> [TASK BRIEF]: Lay out every line of the records below as a numbered list, skipping any blank lines. Leave the pictures out of your answer.
* START RECORDS FOR THIS EXERCISE *
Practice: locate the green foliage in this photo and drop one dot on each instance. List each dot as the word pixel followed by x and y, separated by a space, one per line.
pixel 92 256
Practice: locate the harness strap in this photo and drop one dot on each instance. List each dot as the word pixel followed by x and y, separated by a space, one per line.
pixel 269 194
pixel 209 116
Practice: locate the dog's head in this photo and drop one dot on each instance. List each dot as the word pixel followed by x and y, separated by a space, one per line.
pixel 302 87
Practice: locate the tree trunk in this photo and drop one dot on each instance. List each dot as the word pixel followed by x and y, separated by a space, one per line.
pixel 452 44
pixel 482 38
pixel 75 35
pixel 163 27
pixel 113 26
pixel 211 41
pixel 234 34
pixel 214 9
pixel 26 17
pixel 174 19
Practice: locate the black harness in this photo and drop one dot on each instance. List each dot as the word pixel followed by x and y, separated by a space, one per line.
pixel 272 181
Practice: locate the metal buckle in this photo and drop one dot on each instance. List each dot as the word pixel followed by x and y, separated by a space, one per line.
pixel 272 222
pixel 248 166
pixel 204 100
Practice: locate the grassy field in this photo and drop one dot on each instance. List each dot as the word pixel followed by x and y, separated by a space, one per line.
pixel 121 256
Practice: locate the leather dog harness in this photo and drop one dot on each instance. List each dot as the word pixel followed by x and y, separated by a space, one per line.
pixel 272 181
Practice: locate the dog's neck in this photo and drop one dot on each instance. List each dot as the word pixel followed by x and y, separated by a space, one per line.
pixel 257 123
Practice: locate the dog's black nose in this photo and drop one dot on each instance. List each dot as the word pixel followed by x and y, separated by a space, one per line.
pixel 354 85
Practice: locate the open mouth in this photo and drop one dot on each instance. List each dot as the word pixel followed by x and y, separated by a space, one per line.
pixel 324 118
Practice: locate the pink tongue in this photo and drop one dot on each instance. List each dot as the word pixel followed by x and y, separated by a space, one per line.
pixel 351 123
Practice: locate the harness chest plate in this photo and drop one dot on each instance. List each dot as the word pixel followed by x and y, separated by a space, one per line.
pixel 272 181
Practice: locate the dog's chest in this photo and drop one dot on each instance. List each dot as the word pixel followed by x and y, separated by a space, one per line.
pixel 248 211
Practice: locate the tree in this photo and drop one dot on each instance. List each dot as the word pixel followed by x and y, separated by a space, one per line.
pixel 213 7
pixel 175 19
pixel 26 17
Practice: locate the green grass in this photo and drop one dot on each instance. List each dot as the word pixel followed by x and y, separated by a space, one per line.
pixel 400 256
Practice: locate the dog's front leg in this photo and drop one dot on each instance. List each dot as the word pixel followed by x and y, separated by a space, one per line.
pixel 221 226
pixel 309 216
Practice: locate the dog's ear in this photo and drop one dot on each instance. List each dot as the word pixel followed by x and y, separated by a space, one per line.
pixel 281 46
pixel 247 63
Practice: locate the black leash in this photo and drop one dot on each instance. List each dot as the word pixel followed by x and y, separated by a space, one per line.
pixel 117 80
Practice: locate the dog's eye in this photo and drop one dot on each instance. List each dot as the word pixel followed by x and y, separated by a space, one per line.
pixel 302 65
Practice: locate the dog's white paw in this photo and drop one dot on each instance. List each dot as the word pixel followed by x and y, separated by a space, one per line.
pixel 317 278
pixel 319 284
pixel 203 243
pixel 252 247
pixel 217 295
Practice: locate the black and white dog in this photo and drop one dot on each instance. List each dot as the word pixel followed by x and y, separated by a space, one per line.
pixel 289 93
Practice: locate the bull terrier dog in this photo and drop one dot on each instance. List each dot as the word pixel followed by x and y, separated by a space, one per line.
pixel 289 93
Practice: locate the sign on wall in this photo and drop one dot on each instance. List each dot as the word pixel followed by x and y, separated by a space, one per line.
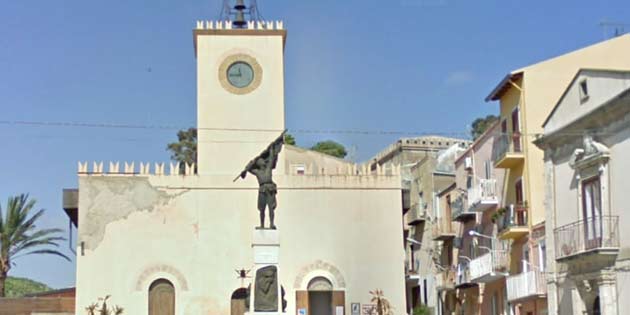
pixel 355 308
pixel 368 309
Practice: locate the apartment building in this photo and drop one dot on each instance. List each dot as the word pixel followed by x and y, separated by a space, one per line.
pixel 425 170
pixel 526 97
pixel 587 157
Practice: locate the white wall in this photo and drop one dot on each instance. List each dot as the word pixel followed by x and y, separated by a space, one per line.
pixel 138 229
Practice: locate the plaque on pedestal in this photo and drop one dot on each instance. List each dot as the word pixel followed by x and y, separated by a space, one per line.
pixel 266 292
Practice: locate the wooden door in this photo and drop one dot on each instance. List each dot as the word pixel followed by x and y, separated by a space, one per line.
pixel 161 298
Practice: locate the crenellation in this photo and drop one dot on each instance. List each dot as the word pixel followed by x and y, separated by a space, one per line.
pixel 190 169
pixel 174 169
pixel 114 167
pixel 312 170
pixel 145 168
pixel 159 168
pixel 129 168
pixel 97 167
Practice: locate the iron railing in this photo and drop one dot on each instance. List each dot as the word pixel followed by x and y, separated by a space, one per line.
pixel 485 190
pixel 526 284
pixel 442 227
pixel 587 235
pixel 505 144
pixel 514 216
pixel 458 208
pixel 416 213
pixel 490 263
pixel 462 276
pixel 445 279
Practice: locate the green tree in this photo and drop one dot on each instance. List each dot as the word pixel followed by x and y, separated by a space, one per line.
pixel 480 125
pixel 331 148
pixel 289 139
pixel 184 150
pixel 19 235
pixel 17 287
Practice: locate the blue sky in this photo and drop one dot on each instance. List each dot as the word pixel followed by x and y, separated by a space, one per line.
pixel 402 65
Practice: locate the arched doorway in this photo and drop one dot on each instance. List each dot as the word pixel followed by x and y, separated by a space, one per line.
pixel 596 308
pixel 161 298
pixel 238 305
pixel 320 296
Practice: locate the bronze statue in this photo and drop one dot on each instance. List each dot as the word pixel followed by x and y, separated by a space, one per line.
pixel 262 167
pixel 266 290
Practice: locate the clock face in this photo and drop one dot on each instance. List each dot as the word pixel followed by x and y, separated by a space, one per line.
pixel 240 74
* END RECORDS FOR THIS EXERCISE *
> [RESPONSE]:
1. Practice: locate the green foliage in this photo and drop one dot on each instance. List each dot as the word pixel followed by x and y, separated by a space, one per line.
2. pixel 92 256
3. Practice: locate the harness strap in this photo and drop one dot on each instance. List each dot as the word pixel followed by x and y, separated by a space, one per line.
4. pixel 269 194
5. pixel 209 116
6. Practice: locate the dog's head in this photo and drop one dot on each instance. List each dot as the word pixel followed by x and y, separated by a space, one per line.
7. pixel 302 87
8. Practice: locate the tree trunk in this photo and drop one dot on each instance. List each dot as the word pixel followed by x and y, separated by a space, one per line.
9. pixel 452 44
10. pixel 482 38
11. pixel 75 35
12. pixel 163 27
13. pixel 113 26
14. pixel 211 41
15. pixel 234 34
16. pixel 214 9
17. pixel 26 17
18. pixel 174 19
19. Practice: locate the black harness in this photo and drop one dot on each instance. List each dot as the word pixel followed by x and y, separated by a space, one per line.
20. pixel 272 181
21. Practice: locate the metal buckle in this photo and drop one dot on each instance. List each dot as the word pixel followed by x and y, separated by a space, one per line.
22. pixel 272 222
23. pixel 248 166
24. pixel 204 100
25. Practice: locate the grassy field in this photo and drop one dot on each instance. List each dot as the word pixel followed by x and y, separated by a space, one per line.
26. pixel 121 256
27. Practice: locate the leather dog harness in this photo and drop one dot on each instance. List each dot as the word pixel followed by x and y, separated by a space, one per line.
28. pixel 272 181
29. Practice: locate the dog's neck in this photo and drop one dot on each instance. List each dot as the word pixel followed by x and y, separated by a space, one per line.
30. pixel 257 123
31. Practice: locate the dog's black nose in this photo and drop one dot on each instance. List each dot as the word pixel followed by x and y, separated by a space, one per line.
32. pixel 354 85
33. Practice: locate the open mouth in this photo and drop one dot on each instance. List each dot as the word pixel followed by x and y, separated by a space, one per line.
34. pixel 324 118
35. Practice: locate the pink tongue in this photo and drop one dot on each instance. List each dot as the word pixel followed by x and y, separated by a space, one per line.
36. pixel 351 123
37. Practice: locate the harness chest plate in this photo and drop one dot on each instance. List each dot as the word pixel followed by x and y, separated by a space, one per line.
38. pixel 272 181
39. Practice: locate the dog's chest in this photo and drop one dot on each instance. List each dot as the word pixel followed by x and y, separated by a space, one per line.
40. pixel 248 211
41. Practice: locate the tree in this photo and drop one dot on each instance. List each dot as the word pixel followed by x and y, separated by a space, one per line.
42. pixel 213 7
43. pixel 175 19
44. pixel 26 17
45. Practice: locate the green grass in this photo and drop one dot on each instance. List each dot as the word pixel followed by x and y, separated by a space, one per line.
46. pixel 400 256
47. Practice: locate the dog's front leg in this photo and drop one dot on each instance. List each dot as the word pixel followed by x and y, separated by a space, one per line.
48. pixel 221 226
49. pixel 309 216
50. Practice: locate the dog's ear in this photo and drop one dot on each instance. List each dot as the word pixel followed by x and y, separated by a space, one per line.
51. pixel 281 46
52. pixel 247 63
53. Practice: locate the black leash in this photo and drop one dot on each instance. List each dot as the word pixel followed by x and y, separated by a space, one per line.
54. pixel 117 80
55. Practice: locate the dog's eye in this photo and drop one dot on each instance. List each dot as the word pixel followed by x and y, separated by a space, one per line.
56. pixel 302 65
57. Practice: locate the dog's white paw in this photo and drop one dot on each instance. List each dot as the word pixel followed by x and y, separated by a space, one per line.
58. pixel 317 278
59. pixel 319 284
60. pixel 203 243
61. pixel 252 247
62. pixel 217 295
63. Practice: locate the black and white dog in this photo and drop one dot on each instance. List each dot as the word pixel followed by x and y, separated by a space, one per line.
64. pixel 289 93
65. Practice: locate the bull terrier dog in this photo and drop one dot on each instance. List each dot as the word pixel followed by x and y, separated by a space, one per line.
66. pixel 289 93
67. Practice: locate the sign on wall in this photo and drop one dot on each instance. List each dot as the word pixel followed by x and y, separated by a space, one per line.
68. pixel 355 308
69. pixel 368 309
70. Practice: locate the apartment building in this photo and drop one dot on each instance. List each dot as the word pixel followed by x and y, separated by a space, one per line.
71. pixel 425 170
72. pixel 526 97
73. pixel 587 157
74. Practice: locate the white wall in this photo and drop one dot on each instance. List each dot as the word pixel followed by x and y, separated by a space, one per line.
75. pixel 138 229
76. Practice: locate the plaque on pedestal in this photo and drop one dot on each instance. List each dot as the word pixel followed by x and y, separated by a space, one per line.
77. pixel 266 292
78. Practice: locate the wooden door in this photo and drop one dot on each instance. List each dot as the word pixel followed by x and y, separated by a space, one per line.
79. pixel 161 298
80. Practice: locate the crenellation in this photo and drop one dot on each instance. List each dot as the word pixel followed by x and y, separated by a space, one per line.
81. pixel 190 169
82. pixel 174 169
83. pixel 114 167
84. pixel 312 170
85. pixel 145 168
86. pixel 159 168
87. pixel 129 168
88. pixel 97 167
89. Practice: locate the iron railing in this photo and drop one dot on each instance. List each dot as the word pixel followed by x and y, separated by a space, one per line.
90. pixel 485 190
91. pixel 526 284
92. pixel 442 227
93. pixel 587 235
94. pixel 505 144
95. pixel 514 216
96. pixel 458 208
97. pixel 416 213
98. pixel 490 263
99. pixel 462 276
100. pixel 445 279
101. Practice: locate the green tree in this photo and drop one dot on each instance. List each dot as the word pixel followed by x and y, separated by a space, one per line.
102. pixel 480 125
103. pixel 331 148
104. pixel 289 139
105. pixel 184 150
106. pixel 19 235
107. pixel 17 287
108. Practice: locate the blue sky in this photo and drop one dot on each instance. List each dot as the word pixel followed by x and y, separated by a space, one per line.
109. pixel 402 65
110. Practice: locate the arched doorway in this photo and drop one dot on each instance. List each dot as the word pixel followed by x and y, separated by a space, one per line.
111. pixel 596 308
112. pixel 161 298
113. pixel 238 305
114. pixel 320 296
115. Practice: locate the bronze statue in this photo and drop one dot on each instance. List each dot as the word pixel followed by x and y, separated by a space, one per line.
116. pixel 262 167
117. pixel 266 290
118. Practice: locate the clock face in this photo and drop one dot on each instance. List each dot as the word pixel followed by x and y, separated by a space, one per line.
119. pixel 240 74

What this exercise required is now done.